== TASKS ==
A - In the passage below about the hearing testimony, why did Doe not focus at first on forcing C.AI to change, and what later led her to seek accountability? Answer in one to three sentences.
B - Using the passage below about the hearing testimony, mark each statement yes or no, and quote the words from the passage that decide it. (i) The three new lawsuits were filed in New York and California. (ii) Hawley noted that Doe's son needed care around the clock. (iii) Garcia said she had read her son's last words in the chat logs.

The testimony also described wider family trauma. Doe said all of her children were affected by the experience, and she told lawmakers that she and her husband had spent the last two years in crisis, unsure whether their son would make it to his 18th birthday.

For other families, the warning signs in Doe’s account were practical and specific:

  • Rapid withdrawal from family life.
  • Changes in eating, bathing, and daily routines.
  • Escalating panic, paranoia, or isolation.
  • Self-harm or violent thoughts.
  • Strong resistance when phone access is interrupted.
  • Hidden chatbot conversations that appear emotionally manipulative or abusive.

The Arbitration Fight Became Part of the Story

Doe said she did not initially focus on forcing C.AI to change because her priority was her son’s health. She testified that Megan Garcia’s story gave her the courage to seek accountability. Garcia’s son Sewell died by suicide after C.AI bots allegedly repeatedly encouraged suicidal ideation.

Doe claimed C.AI tried to “silence” her by forcing arbitration. She said the company argued that because her son signed up for the service at the age of 15, he bound her to the platform’s terms. Doe told senators that this could have limited the chatbot maker’s maximum liability to $100 for the alleged harms, and she further claimed that once arbitration was forced, C.AI refused to participate.

Sen. Josh Hawley (R-Mo.) pressed Doe on that point during the hearing, asking whether the company tried to force arbitration and then offered her a hundred dollars. Doe answered, “That is correct.” Hawley also noted that her son currently needed round-the-clock care.

Doe alleged that C.AI’s tactics were meant to keep her son’s story from public view. She also claimed the company “re-traumatized” her son by requiring him to sit for a deposition while he was in a mental health institution and against the advice of his mental health team.

Other Lawsuits and Access to Chat Logs

Ahead of the hearing, the Social Media Victims Law Center filed three new lawsuits against C.AI and Google. Google is accused of largely funding C.AI, which the source article says was founded by former Google engineers allegedly to conduct experiments on kids that Google could not do in-house.

The new cases were filed in New York and Colorado. According to a law center press release described in the source article, children “died by suicide or were sexually abused after interacting with AI chatbots.”

Garcia also testified at the hearing. She said C.AI chatbots “love bombed” her son in an effort to keep children online at all costs. She also said C.AI co-founder Noam Shazeer, who has since been rehired by Google, had publicly joked that C.AI was “designed to replace your mom.”

Garcia accused C.AI of collecting children’s private thoughts to train models. She told senators that while her lawyers had privileged access to her son’s logs, she had not seen her “own child’s last final words” because C.AI treated the chats as “confidential trade secrets.”

== DATA EXTRACT ==
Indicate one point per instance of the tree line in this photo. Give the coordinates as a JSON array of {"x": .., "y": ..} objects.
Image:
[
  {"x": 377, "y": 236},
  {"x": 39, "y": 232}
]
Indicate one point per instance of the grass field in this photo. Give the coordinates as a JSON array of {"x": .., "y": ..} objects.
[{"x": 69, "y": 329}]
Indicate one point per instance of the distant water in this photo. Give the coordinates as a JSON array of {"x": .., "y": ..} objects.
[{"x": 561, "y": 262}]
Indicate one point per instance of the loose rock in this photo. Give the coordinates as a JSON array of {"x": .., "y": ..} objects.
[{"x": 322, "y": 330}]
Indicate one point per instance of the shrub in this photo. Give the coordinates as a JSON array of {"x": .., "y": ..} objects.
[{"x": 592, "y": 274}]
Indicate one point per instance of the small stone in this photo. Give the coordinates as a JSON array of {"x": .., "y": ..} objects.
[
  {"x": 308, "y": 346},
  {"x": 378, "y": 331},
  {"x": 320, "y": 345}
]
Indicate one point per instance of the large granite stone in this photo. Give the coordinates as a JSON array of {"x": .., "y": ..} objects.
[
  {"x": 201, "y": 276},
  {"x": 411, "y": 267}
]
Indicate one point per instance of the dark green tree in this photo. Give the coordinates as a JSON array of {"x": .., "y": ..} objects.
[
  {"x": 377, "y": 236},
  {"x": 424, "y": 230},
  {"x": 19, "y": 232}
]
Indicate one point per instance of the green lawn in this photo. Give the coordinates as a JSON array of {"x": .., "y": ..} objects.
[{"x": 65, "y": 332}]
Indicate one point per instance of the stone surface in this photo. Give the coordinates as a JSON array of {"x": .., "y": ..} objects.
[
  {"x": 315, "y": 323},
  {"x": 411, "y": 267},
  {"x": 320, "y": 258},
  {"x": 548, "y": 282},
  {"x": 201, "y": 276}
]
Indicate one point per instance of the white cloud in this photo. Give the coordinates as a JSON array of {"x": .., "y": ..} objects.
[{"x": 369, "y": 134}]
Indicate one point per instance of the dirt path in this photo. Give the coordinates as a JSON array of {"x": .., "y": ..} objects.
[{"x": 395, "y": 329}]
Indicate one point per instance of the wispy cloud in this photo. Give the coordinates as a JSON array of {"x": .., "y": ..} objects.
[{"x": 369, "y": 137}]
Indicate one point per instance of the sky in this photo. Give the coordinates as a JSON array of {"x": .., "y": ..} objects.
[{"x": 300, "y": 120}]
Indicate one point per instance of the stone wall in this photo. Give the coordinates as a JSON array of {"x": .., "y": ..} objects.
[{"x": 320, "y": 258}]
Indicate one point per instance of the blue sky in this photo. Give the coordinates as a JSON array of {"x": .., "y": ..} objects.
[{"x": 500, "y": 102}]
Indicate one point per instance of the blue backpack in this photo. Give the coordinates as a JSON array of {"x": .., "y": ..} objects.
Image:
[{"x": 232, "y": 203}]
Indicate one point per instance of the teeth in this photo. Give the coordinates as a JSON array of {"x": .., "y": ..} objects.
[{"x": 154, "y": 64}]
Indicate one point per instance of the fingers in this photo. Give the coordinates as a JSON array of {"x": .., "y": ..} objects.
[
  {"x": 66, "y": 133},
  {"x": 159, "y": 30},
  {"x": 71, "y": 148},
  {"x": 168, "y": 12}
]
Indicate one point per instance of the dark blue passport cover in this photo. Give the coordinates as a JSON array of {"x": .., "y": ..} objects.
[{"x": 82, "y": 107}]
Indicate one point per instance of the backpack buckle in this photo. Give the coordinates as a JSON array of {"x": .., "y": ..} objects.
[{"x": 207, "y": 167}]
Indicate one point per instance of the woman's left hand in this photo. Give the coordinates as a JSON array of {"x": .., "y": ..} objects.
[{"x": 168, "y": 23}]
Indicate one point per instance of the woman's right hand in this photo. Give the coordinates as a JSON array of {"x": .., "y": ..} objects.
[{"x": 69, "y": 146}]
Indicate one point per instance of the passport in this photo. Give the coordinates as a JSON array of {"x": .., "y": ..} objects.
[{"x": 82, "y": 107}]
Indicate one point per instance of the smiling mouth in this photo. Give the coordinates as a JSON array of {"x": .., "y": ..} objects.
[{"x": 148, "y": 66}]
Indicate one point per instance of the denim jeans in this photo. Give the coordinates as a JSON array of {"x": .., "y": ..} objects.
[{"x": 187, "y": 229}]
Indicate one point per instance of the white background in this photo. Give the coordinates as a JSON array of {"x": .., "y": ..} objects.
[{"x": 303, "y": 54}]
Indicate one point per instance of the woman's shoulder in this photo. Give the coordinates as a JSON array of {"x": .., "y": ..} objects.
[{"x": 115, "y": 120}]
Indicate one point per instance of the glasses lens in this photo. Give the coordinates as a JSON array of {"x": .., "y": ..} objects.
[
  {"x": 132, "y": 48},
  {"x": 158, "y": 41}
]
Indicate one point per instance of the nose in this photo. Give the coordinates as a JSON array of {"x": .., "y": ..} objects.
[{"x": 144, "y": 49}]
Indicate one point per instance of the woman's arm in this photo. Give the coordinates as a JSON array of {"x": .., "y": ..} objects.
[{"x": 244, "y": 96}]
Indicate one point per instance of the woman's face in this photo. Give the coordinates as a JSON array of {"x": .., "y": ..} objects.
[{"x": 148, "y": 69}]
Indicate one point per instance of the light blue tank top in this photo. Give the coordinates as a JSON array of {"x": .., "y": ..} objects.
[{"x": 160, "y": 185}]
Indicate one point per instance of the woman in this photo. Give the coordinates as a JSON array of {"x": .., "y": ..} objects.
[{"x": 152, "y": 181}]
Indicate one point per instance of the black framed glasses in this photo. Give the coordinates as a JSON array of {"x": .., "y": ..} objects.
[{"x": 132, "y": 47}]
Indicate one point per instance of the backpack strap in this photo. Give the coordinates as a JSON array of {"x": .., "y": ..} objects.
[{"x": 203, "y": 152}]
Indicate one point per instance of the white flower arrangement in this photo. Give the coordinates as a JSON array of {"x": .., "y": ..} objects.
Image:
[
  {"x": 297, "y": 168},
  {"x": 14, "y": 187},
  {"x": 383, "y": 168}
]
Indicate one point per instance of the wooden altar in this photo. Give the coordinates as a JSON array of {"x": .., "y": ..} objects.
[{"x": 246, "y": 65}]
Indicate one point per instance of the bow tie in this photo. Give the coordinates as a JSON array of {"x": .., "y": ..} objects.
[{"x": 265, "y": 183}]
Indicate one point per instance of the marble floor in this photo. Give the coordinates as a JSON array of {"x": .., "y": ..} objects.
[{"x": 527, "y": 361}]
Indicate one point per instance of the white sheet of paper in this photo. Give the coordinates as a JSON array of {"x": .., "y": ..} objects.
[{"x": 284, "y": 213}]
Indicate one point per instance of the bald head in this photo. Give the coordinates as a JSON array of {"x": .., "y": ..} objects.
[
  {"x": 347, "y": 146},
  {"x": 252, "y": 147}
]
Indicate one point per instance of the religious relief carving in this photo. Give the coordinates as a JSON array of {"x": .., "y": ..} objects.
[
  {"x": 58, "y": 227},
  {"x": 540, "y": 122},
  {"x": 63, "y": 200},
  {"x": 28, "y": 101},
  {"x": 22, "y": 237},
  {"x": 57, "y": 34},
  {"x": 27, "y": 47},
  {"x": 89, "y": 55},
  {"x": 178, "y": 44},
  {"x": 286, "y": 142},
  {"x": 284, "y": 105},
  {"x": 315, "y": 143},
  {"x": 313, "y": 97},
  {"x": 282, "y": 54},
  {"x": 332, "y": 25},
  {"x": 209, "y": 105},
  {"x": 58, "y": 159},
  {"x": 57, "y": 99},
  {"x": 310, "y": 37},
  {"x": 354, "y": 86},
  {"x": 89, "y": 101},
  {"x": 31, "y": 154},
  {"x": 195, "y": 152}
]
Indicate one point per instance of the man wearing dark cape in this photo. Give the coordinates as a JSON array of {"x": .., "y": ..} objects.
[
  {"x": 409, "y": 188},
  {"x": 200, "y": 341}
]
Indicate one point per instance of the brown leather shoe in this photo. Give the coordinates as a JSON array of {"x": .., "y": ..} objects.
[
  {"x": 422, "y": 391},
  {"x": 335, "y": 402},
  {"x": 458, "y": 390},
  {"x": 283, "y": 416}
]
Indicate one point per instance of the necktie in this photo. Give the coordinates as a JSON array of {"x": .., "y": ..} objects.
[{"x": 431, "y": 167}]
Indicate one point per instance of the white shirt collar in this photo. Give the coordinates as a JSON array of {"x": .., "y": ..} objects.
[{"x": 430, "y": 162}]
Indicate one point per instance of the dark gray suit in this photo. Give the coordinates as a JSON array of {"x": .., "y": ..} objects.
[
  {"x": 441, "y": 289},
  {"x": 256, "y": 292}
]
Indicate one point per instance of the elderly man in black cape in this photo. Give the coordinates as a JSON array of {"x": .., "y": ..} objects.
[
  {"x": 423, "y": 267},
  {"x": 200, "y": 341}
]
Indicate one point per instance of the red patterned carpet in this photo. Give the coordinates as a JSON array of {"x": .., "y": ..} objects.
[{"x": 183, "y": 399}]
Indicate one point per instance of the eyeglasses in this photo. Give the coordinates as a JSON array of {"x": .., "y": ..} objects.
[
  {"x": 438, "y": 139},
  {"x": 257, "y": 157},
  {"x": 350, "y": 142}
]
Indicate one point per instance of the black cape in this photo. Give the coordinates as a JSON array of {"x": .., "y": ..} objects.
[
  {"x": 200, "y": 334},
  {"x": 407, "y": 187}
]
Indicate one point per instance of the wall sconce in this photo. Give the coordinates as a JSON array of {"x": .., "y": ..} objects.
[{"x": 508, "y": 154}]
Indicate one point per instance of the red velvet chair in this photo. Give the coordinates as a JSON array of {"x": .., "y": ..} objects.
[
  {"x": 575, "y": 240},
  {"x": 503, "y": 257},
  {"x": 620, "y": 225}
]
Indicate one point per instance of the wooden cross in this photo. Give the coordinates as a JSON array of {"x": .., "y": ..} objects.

== RESPONSE LIST ==
A - Doe did not focus at first on forcing C.AI to change because her priority was her son’s health. She testified that Megan Garcia’s story later gave her the courage to seek accountability.

B -
(i) No: "The new cases were filed in New York and Colorado."
(ii) Yes: "Hawley also noted that her son currently needed round-the-clock care."
(iii) No: "she had not seen her “own child’s last final words”"